TASK STATEMENT
Copy the lines below as they are; omit the images they contain.

EXTRACTED MATERIAL
◇ ◇ ◇ ◇ ◇

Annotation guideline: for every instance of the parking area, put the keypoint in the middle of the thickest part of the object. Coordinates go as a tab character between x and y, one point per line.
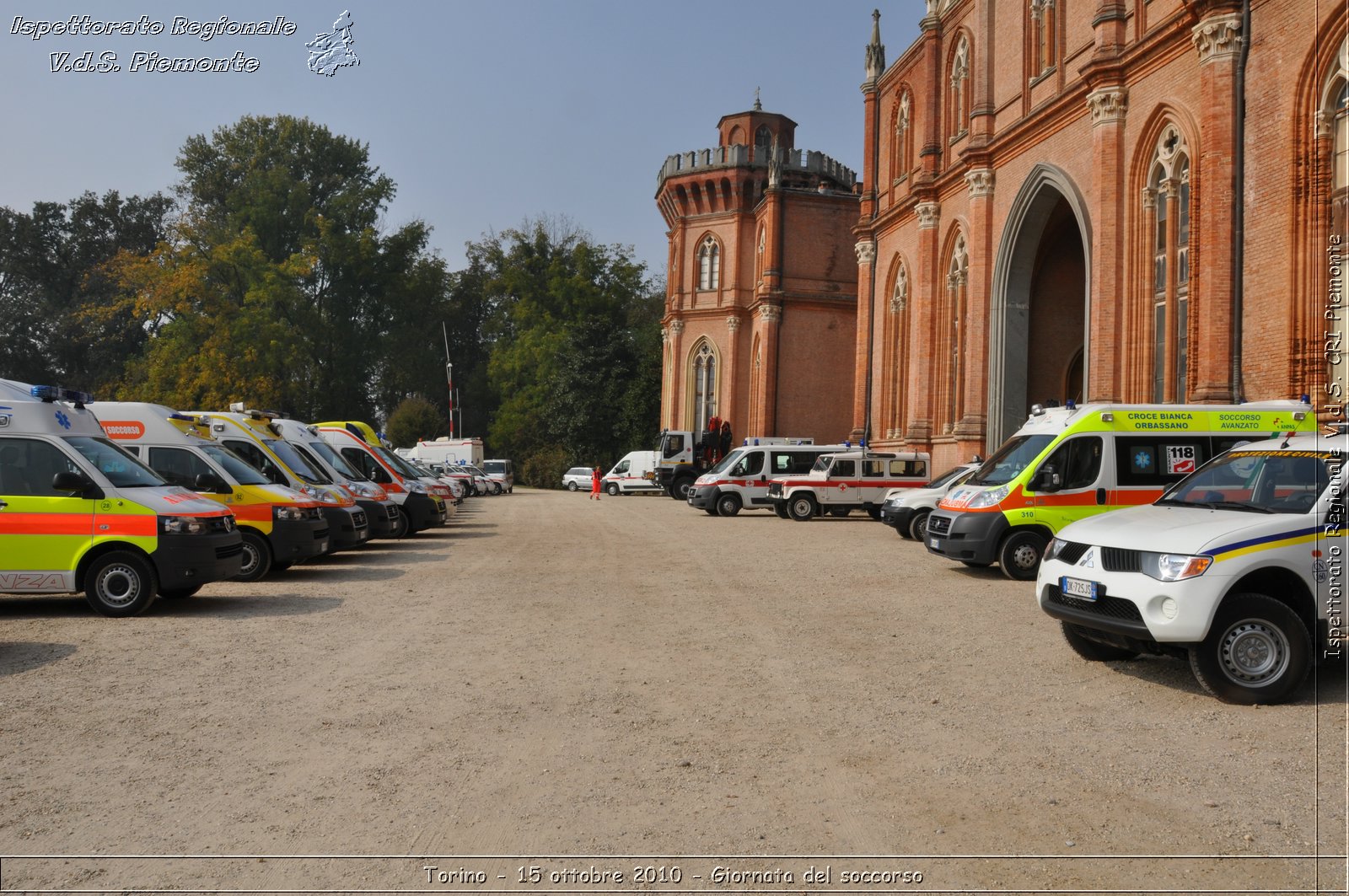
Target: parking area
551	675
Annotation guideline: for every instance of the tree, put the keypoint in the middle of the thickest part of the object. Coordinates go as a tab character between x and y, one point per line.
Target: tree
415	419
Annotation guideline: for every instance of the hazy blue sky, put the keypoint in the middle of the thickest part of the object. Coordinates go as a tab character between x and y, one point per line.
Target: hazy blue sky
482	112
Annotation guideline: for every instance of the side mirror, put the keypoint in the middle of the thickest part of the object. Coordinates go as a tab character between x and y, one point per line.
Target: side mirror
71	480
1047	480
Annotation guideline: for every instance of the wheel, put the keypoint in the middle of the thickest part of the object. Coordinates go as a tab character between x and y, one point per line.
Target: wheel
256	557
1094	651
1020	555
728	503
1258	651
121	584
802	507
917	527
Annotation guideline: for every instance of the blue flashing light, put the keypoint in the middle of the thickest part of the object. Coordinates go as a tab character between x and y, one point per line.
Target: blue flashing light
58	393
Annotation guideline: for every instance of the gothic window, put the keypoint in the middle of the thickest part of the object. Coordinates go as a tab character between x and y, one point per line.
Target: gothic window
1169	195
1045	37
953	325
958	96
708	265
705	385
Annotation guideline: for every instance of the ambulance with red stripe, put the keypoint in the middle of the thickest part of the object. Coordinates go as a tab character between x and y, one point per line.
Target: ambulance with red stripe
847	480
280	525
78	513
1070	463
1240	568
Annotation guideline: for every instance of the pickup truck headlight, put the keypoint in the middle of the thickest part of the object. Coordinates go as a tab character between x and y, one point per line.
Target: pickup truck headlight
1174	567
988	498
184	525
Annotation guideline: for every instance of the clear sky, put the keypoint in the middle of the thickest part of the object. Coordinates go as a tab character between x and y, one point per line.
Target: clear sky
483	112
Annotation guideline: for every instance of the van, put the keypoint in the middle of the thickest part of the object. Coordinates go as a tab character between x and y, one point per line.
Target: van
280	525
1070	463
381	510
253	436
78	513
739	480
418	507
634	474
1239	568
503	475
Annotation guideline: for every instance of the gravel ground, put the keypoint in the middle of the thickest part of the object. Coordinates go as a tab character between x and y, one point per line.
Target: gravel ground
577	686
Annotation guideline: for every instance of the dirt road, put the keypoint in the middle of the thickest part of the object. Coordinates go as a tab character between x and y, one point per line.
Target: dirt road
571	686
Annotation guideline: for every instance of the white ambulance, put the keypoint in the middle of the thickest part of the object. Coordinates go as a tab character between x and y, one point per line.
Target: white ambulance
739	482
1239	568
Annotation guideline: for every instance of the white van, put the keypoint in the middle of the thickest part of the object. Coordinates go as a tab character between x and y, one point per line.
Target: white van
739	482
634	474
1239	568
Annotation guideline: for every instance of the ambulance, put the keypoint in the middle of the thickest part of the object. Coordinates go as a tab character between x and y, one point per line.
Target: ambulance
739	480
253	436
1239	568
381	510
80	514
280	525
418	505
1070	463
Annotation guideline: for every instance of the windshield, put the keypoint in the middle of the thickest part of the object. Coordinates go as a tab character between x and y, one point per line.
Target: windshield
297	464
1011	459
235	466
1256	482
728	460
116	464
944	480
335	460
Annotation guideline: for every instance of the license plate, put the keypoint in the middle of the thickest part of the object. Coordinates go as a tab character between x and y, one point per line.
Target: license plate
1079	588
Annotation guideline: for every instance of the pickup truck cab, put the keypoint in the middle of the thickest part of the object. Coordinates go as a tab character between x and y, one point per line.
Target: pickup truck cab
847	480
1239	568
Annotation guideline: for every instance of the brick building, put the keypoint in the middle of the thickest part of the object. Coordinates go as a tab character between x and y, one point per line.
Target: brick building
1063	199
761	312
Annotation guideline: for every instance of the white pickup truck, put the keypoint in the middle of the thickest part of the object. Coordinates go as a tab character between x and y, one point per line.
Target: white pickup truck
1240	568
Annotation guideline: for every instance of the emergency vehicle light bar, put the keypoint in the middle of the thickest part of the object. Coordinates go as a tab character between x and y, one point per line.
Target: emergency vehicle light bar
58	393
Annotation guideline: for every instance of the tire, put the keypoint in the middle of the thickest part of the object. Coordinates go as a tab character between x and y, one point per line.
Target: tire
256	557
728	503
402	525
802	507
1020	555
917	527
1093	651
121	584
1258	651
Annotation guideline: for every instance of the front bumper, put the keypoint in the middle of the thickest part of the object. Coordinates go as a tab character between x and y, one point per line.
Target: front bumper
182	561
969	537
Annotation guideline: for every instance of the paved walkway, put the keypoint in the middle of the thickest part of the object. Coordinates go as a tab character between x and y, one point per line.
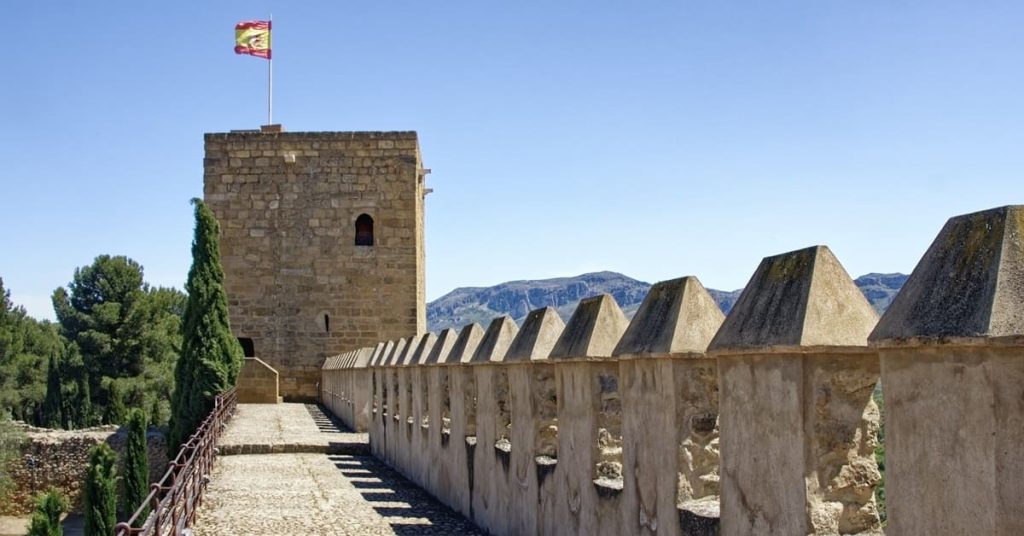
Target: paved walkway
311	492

◇ ◇ ◇ ◇ ◇

WRITTEN ANSWER
Annotation guideline: for every instance of the parking area, put the keypoint in the middle of the thickest part of the object. Coordinates go as a tab character between x and y, one point per line.
Target: parking area
551	675
Annotation guideline: for every instance of the tree, put the keypoint in the middle of the thickest part of the object. Coordinates go as a tab character between x and y, one point per line.
Target: tree
415	419
Annotation guideline: for every instance of the hazy blue sky, put the keypoint in the middle of the thickest part of the object. Coordinates go as a tab character between x and y, one point per line.
Target: hazy blue sky
482	112
Annotation guideline: for every instance of the side mirror, put the keypoint in the middle of the thickest part of the object. Coordinates go as a tab character between x and y, one point per line.
Target: side mirror
71	480
1047	480
Annotation guideline: for every instance of the wheel, put the keypoint in the middle of the thickest part of the object. Coordinates go as a tab character between x and y, one point per line.
Target: wheel
256	557
1094	651
1020	555
728	503
1258	651
121	584
802	507
917	527
Annotation guideline: for every instance of the blue flashing light, put the keypoint in the middle of the thickest part of the object. Coordinates go as a tab character between x and y, one point per line.
Target: blue flashing light
58	393
Annotation guideline: for every instance of the gothic window, put the keypoint in the middle of the thickest part of the object. Coordinates go as a tab character between x and y, one point per line.
Target: gothic window
1169	195
1045	37
953	325
958	96
708	265
705	385
Annotation guideline: for every instance of the ambulance with red stripe, put the keypoint in the middle of the thickest part of the object. Coordinates go as a tab character between x and y, one point per line.
Target: ambulance with red stripe
847	480
280	525
78	513
1070	463
1240	568
Annotation guideline: for every instance of the pickup truck headlight, put the keypoint in the middle of the thickest part of the object. Coordinates go as a tab character between x and y, one point per line.
Target: pickup truck headlight
1174	567
988	498
184	525
Annotation guideline: for every instance of the clear sky, put the keypoint in the middle of the thickest part of the object. Coordinates go as a tab character between x and y, one point per line.
Target: clear sky
483	112
Annotation guideline: for every instance of the van, put the keypoint in the middle of the thickest part of the object. Coordinates go as a tab character between x and y, one point per line.
Target: van
280	525
1070	463
381	510
253	436
78	513
739	480
418	507
634	474
1239	568
503	475
Annotation guideline: for every instance of the gravel ground, put the keypoint in the middle of the thickest part of the object. Coordinates go as a tab character between x and y, one point per line.
Target: gravel ground
577	686
Annotation guideline: for every instance of the dirt road, put the keypoint in the middle of the thickest part of the object. Coordinates go as a tab character between x and y, one point per line.
Target: dirt road
571	686
Annotation guideline: for every instance of the white ambulance, put the keypoint in the middle of the thickest part of the object. Coordinates go as a tab character between x and y, one point per line.
Target: white ambulance
739	482
1239	568
Annotation guideline: for every instance of the white van, put the keypoint in the middle of the thickest part of the object. Coordinates go as a tab character between x and y, one point per line.
Target: white van
739	482
634	474
1239	568
Annotation guideline: for every instance of the ambulance, put the keypoint in the middle of the thickest part of the object. Coordinates go as a tab character between x and y, one point per line.
Target: ambulance
739	480
253	436
1239	568
381	510
80	514
280	525
418	505
1070	463
Annotation guideline: for every instance of the windshield, put the keypoint in the middle of the thickest part of the object. Coordinates go as a tab character between x and y, one point per line.
Target: windshield
297	464
1011	459
235	466
1256	482
728	460
116	464
944	480
335	460
Annotation guideline: for every instance of the license plate, put the keypoint in the middle of the thickest part of the object. Coordinates go as a tab character between x and y, one point per line.
Target: license plate
1079	588
Annotation guideline: for every instance of the pickup truck cab, put the keypoint in the middle of the thickest part of the object. Coordinates go as a tab character between x and y, one point per line.
Target: pickup truck cab
847	480
1239	568
Annotation guideline: for every instance of the brick building, put the keypoint in the middle of the thickest part of the object. Coordinates go as a tab character between x and y, one point per line.
Target: brick building
1063	199
761	312
Annotation guideline: for every instance of the white pickup truck, put the keypoint in the middle of the thickest part of the object. Coordinates go as a tab character between x and y, one point per line.
Target: white pickup truck
1240	568
Annotation guideline: for every instance of the emergency vehicle light bar, put the keypoint in the middle of the thickest part of the object. Coordinates go as a tab character between x and y, one point per line.
Target: emergency vehicle light bar
58	393
Annotation guideline: for every instance of the tire, put the keypoint in the middle of the thickest part of the object. Coordinates go as a tab character between x and y, one point per line.
Target: tire
256	557
728	503
402	525
802	507
1020	555
917	527
1093	651
121	584
1258	651
Annotation guideline: for every instance of the front bumper, put the keypoint in the middle of the thickest part of the object. Coordinates go as a tab character between x and y, one point per line.
Target: front bumper
182	561
969	537
Annotation guideline: for every instance of the paved walkway, put the keypoint in the middle of the thickest part of the object. Coordinates go as a tab character between x and y, one point per line.
Target: paved walkway
311	492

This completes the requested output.